- Aim: Please find each line below that contains the word "cloche" and copy those lines out in full.

- Material provided:
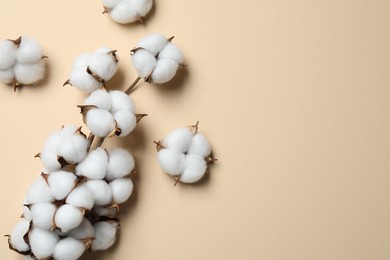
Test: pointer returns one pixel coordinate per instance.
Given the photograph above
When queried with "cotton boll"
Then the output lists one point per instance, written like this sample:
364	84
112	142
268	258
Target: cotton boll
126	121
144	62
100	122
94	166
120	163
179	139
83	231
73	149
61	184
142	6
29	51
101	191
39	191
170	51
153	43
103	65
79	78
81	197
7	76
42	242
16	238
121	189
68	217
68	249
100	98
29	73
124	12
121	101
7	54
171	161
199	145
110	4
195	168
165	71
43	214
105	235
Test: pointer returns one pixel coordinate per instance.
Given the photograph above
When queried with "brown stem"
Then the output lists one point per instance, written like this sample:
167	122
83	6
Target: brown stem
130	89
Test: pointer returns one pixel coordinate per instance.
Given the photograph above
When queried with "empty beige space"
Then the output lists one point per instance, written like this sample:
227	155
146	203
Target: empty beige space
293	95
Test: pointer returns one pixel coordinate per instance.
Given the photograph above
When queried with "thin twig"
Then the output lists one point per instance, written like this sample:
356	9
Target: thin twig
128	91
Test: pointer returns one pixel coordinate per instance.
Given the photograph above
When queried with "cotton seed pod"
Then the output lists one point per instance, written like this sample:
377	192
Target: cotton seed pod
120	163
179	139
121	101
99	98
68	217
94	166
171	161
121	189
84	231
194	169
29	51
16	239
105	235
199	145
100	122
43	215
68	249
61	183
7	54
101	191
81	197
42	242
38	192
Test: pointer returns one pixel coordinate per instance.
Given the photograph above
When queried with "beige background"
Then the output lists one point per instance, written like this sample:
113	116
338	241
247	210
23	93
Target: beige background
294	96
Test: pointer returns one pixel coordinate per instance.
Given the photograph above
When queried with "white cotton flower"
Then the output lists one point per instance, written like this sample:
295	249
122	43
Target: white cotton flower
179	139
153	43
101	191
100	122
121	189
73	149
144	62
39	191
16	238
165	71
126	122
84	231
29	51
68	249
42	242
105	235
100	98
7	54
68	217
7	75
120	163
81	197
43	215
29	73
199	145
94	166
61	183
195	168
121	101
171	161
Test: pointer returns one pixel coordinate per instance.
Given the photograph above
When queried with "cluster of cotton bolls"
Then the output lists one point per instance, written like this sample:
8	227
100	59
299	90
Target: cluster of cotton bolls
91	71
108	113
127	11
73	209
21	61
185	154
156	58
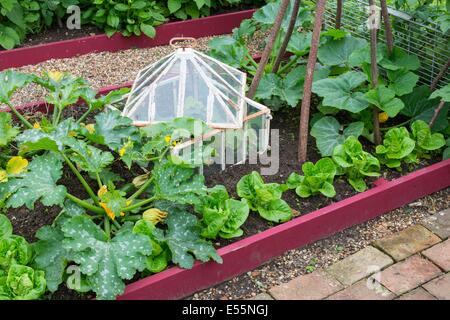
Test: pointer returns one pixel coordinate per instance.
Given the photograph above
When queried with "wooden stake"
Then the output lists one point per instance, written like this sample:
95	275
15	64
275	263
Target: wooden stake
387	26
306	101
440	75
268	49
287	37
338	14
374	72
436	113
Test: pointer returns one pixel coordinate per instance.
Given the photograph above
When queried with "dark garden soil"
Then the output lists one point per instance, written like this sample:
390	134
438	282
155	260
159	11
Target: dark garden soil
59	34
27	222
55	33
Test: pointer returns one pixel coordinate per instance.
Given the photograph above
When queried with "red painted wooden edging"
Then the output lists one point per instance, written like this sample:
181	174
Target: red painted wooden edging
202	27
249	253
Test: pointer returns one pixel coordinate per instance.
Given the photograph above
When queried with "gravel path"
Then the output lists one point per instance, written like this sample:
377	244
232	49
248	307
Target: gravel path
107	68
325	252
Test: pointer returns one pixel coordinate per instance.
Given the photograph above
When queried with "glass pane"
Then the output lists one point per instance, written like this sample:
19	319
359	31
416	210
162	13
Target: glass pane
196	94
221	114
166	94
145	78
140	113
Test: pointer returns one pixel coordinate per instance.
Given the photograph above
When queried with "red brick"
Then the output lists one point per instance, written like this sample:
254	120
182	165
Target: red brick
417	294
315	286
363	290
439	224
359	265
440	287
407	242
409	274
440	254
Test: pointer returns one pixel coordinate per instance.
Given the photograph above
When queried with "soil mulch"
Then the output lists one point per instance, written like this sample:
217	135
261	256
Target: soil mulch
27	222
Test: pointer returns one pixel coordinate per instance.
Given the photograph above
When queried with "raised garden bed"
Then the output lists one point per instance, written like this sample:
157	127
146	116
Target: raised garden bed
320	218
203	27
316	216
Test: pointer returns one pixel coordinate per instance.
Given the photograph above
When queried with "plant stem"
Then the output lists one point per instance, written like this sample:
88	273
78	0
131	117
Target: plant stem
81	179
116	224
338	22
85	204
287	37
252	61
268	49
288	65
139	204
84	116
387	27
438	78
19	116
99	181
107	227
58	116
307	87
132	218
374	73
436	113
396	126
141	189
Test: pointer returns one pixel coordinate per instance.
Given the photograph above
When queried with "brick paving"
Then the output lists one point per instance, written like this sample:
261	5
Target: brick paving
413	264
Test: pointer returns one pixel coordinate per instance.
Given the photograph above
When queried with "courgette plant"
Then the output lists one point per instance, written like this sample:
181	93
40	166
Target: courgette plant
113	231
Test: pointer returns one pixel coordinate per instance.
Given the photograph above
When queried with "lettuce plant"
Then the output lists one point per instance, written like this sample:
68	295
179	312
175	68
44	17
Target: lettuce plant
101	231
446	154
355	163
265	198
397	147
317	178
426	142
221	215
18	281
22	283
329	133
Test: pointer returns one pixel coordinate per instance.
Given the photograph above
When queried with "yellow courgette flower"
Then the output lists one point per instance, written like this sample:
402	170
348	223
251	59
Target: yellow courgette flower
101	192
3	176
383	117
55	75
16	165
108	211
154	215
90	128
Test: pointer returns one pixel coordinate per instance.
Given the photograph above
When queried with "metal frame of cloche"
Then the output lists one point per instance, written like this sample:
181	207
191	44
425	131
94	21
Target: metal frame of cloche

- Result of the exercise:
When queried with "metal frame of cloche"
Target: metal frame of cloche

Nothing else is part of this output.